TASK DIRECTIONS:
Rescale everything from the line containing "Where can you see the tree trunk" down to the end of the records, and reproduce those lines with the requests included. Multiply each point coordinate in the answers by 0.35 and round it to a whole number, rounding halves up.

RECORDS TO USE:

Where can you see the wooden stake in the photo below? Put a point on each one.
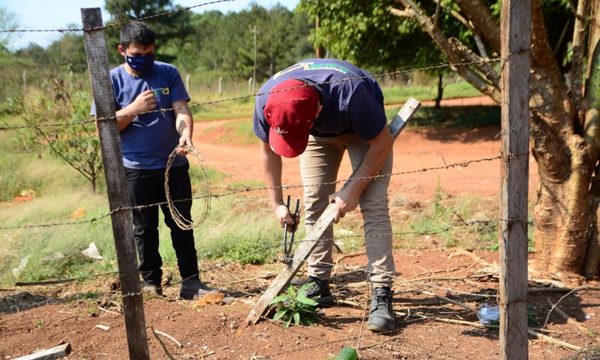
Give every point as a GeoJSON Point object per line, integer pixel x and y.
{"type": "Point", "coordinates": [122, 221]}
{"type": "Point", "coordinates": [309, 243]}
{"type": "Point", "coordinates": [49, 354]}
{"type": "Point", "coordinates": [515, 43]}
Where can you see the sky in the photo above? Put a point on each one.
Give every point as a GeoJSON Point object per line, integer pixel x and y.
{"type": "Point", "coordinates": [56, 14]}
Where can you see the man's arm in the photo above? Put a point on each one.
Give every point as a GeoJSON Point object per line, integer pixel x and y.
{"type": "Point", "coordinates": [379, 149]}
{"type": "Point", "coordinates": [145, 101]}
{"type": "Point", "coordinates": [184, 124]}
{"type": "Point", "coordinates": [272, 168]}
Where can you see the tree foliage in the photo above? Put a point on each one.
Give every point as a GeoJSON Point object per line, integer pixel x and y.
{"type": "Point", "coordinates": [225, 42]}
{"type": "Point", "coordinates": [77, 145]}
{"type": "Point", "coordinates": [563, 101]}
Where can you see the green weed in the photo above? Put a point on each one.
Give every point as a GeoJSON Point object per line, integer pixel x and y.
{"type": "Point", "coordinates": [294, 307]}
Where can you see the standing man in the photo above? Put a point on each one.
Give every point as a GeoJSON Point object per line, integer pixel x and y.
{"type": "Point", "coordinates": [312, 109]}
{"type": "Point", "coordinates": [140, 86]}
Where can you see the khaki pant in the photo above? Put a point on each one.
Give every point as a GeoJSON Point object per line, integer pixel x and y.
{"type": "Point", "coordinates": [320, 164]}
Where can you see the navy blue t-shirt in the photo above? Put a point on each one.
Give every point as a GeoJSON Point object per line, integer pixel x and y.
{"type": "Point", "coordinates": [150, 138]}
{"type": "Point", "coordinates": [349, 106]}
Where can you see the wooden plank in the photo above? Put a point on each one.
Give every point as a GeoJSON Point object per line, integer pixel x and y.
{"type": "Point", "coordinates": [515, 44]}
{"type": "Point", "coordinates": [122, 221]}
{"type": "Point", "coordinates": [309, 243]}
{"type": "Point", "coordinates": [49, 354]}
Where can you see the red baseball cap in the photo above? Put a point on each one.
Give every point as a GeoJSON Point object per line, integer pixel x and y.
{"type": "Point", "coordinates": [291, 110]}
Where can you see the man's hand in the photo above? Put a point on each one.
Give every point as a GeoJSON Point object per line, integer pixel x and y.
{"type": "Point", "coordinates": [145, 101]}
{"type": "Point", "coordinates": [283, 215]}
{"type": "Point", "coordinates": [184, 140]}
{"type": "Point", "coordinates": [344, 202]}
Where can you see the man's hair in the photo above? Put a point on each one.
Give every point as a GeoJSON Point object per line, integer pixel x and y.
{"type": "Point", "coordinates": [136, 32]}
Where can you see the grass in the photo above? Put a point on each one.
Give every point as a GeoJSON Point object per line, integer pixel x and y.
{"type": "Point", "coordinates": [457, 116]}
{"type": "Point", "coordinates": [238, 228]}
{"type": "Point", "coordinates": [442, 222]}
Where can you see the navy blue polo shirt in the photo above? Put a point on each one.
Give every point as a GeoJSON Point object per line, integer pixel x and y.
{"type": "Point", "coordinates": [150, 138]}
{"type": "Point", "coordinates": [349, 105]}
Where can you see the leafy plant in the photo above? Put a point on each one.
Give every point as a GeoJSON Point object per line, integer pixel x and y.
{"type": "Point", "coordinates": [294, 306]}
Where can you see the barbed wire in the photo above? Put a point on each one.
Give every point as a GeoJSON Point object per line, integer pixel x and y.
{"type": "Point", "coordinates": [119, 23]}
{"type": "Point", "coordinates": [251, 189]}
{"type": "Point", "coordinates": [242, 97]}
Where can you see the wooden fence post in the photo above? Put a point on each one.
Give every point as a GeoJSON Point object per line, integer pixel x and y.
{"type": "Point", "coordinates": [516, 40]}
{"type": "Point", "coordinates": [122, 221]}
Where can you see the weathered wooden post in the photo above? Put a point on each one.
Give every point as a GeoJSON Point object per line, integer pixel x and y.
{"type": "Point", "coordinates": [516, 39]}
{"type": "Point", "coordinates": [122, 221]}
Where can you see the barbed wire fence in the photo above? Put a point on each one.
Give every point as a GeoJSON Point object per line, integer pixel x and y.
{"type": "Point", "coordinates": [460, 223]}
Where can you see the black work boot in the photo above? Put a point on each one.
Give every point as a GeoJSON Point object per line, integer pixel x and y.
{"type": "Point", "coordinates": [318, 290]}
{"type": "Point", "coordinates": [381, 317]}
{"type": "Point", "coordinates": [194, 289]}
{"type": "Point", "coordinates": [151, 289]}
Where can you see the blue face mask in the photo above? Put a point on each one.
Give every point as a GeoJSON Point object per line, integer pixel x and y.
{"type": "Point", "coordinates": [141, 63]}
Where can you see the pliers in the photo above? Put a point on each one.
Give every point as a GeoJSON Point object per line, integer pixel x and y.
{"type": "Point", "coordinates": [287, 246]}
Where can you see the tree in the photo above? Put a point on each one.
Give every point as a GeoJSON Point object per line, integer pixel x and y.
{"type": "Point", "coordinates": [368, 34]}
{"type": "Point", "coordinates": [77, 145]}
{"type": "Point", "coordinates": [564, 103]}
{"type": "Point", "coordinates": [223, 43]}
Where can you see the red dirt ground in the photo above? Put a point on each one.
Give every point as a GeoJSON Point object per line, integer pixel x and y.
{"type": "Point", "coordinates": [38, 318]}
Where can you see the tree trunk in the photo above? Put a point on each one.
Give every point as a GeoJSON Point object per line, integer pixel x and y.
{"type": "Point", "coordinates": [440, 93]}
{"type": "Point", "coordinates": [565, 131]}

RESULT OF THIS TASK:
Where can you see the tree trunk in the photo above? Put a point on each one.
Give every point as a GeoJSON Point object per line, integer pixel x and y.
{"type": "Point", "coordinates": [154, 33]}
{"type": "Point", "coordinates": [198, 46]}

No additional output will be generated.